::: DOCUMENT PASSAGE :::

2.1 Clinical presentation and past medical history

IPF is typically present at age above 50 years and is predominant in men [1, 9]. Lungs are the only organ involvement in IPF. Gradual onset of shortness of breath on exertion is the most common symptom that accounts for up to 86% of the patients with IPF, which can progress to shortness of breath at rest. Chronic nonproductive cough can be found in up to 75% of the cases [10]. Other symptoms include fatigue and decreased appetite. As IPF requires the diagnosis of exclusion, autoimmune diseases, connective tissue disease-related symptoms (e.g., arthralgia, dry eyes, Raynaud phenomenon), medications, radiation history, environment exposure (e.g., home, workplace, frequent visit places, hobbies), occupation, family history should be inquired in detailed to rule out any identifiable conditions. The physical exam is usually remarkable for bibasilar crackles and rales [6]. Digital clubbing was described in 20–30% of IPF cases [8].

Smoking is an undeniable risk factor of IPF in several studies [11]. Up to 70% of patients with IPF have a smoking history. Ever tobacco smoking or even secondhand smoking cases had a higher risk of developing IPF, although the latter had lower odds [9]. The pathogenesis of smoking as the risk factor of IPF is suggested to be due to oxidative stress [12].

:::

REQUIRED ACTION 1 |
In the passage on IPF's clinical presentation, what share of IPF patients have a smoking history?
REQUIRED ACTION 2 |
Continue the passage on IPF's clinical presentation and history from its final sentence.

::: MATERIAL SHOWN :::

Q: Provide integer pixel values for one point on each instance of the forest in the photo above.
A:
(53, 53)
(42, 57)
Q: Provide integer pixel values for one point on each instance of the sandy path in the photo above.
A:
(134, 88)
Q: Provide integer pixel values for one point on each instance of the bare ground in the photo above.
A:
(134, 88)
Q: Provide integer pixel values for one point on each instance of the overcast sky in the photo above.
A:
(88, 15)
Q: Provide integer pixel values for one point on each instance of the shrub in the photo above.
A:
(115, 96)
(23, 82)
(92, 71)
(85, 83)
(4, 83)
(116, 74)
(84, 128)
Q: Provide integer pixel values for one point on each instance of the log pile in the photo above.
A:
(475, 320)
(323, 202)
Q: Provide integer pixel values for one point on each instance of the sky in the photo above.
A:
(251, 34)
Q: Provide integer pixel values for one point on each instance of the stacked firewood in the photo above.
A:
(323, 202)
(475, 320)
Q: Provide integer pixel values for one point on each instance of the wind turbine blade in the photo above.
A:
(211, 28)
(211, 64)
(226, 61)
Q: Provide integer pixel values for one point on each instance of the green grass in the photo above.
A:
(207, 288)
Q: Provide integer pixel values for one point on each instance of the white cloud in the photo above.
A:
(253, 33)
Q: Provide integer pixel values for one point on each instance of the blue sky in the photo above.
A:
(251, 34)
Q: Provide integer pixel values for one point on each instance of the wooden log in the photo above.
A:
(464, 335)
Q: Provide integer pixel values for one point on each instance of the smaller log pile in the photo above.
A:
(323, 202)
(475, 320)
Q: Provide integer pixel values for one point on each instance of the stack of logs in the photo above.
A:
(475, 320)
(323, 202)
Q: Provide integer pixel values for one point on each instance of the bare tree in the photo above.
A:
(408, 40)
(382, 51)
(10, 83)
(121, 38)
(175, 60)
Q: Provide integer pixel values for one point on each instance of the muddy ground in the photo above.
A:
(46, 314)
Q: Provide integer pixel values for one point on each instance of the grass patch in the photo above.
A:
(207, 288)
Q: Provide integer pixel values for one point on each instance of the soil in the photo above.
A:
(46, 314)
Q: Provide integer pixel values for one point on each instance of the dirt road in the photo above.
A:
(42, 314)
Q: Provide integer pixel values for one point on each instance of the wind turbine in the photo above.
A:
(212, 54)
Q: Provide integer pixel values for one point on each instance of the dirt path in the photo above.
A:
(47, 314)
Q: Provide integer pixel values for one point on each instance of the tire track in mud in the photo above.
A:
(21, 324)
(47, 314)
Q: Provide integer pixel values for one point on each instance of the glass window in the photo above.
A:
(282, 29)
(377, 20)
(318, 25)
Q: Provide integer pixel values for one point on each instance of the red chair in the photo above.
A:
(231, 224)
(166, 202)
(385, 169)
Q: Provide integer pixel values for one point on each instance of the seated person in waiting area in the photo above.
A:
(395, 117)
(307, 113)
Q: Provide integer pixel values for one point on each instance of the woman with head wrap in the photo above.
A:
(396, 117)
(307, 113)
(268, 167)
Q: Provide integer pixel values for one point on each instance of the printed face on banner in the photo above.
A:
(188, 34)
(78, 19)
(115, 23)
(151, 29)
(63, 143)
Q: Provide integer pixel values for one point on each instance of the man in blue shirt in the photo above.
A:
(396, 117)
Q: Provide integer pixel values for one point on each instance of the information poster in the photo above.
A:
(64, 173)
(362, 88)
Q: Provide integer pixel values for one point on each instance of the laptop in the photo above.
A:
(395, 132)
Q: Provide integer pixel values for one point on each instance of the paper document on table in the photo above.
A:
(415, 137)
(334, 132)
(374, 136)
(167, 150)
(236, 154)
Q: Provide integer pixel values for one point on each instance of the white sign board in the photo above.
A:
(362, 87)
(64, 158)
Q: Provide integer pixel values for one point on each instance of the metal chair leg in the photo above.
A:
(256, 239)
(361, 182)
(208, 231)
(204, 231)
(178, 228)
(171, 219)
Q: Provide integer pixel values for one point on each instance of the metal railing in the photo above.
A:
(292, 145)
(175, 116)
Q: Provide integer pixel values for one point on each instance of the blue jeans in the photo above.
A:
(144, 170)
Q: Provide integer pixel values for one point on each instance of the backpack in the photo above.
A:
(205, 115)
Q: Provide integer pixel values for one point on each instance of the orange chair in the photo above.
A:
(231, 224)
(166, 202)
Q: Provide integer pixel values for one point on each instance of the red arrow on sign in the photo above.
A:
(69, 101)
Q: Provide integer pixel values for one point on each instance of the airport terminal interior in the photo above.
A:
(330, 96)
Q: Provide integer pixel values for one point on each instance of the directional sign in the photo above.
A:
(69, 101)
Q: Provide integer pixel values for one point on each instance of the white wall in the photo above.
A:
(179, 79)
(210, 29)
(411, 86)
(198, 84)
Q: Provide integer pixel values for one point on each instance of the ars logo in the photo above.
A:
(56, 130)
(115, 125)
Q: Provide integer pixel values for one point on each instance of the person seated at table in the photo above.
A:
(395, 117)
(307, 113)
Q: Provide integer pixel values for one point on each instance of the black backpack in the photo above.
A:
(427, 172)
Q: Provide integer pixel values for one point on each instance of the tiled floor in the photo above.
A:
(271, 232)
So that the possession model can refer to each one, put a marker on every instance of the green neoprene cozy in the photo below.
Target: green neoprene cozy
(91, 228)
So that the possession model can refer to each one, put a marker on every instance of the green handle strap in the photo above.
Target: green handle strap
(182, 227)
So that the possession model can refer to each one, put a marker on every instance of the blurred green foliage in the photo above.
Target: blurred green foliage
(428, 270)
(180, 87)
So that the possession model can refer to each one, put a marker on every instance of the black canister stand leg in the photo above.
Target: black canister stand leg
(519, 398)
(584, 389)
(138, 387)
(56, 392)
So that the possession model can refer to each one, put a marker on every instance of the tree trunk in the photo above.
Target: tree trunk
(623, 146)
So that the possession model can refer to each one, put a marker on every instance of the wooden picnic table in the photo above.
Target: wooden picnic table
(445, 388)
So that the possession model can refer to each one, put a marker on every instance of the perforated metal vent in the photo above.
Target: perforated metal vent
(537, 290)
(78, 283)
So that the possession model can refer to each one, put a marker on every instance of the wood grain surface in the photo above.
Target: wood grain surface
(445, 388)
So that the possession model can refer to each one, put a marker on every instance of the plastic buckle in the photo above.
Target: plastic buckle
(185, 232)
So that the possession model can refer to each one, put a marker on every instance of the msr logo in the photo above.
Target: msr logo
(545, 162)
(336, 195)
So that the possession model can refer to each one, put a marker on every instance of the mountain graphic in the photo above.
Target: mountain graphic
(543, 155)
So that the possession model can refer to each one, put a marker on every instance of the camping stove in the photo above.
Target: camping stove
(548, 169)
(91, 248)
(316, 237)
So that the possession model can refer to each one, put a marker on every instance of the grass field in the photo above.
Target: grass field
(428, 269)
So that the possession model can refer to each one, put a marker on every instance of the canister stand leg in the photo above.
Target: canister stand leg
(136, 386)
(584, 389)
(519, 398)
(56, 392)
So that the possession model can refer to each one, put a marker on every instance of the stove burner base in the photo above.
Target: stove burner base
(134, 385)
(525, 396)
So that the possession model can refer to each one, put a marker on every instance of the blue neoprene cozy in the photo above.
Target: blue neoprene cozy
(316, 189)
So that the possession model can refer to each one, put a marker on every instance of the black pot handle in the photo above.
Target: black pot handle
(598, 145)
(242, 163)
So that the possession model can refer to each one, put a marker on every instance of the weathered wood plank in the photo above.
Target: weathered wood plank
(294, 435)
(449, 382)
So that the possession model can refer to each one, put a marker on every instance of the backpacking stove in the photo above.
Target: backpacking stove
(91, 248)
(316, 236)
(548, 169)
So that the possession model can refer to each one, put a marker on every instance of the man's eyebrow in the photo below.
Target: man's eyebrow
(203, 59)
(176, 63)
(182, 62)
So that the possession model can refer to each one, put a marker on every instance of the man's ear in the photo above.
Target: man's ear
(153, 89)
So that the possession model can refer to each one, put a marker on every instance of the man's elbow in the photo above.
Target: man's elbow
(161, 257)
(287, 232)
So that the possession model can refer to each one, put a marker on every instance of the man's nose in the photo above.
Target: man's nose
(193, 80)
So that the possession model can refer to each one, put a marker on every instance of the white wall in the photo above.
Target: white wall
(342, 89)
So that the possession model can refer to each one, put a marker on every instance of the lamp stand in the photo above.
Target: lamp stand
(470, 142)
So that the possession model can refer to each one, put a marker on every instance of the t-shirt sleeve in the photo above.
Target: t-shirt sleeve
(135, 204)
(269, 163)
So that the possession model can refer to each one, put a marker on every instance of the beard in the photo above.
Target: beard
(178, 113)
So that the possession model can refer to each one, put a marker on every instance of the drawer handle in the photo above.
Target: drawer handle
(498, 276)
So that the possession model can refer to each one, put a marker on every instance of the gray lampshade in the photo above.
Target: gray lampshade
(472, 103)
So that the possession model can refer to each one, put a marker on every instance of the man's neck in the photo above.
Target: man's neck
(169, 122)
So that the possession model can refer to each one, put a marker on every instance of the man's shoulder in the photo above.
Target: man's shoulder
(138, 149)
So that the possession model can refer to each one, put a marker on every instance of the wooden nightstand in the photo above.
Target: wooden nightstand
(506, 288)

:::

EXERCISE RESPONSE 1 |
Up to 70%.

EXERCISE RESPONSE 2 |
Chronic obstructive pulmonary disease, co-morbidity that smoking is a potent risk factor, was found in one-third of the IPF cases. Gastroesophageal reflux disease (GERD) was noted in 60–90% of the patients with IPF and was thought to cause micro-aspiration that may precipitate IPF and acute exacerbation. The majority of GERD in IPF patients are asymptomatic. Nonetheless, the relationship between GERD and IPF remains controversial as there was no significant relationship after controlling for smoking in meta-regression [13]. Diabetes was positively correlated with IPF, but causal relationships still cannot determinate [14]. The presence of obstructive sleep apnea in patients with IPF was noted to be more than 50%, but true prevalence still cannot be concluded due to the small number of participants in those studies [15]. Chronic human herpes virus-7, human herpes virus-8, Ebstein-Barr virus, and cytomegalovirus infection could increase the risk of IPF [2]. However, acute infection of these viruses did not associate with IPF [2].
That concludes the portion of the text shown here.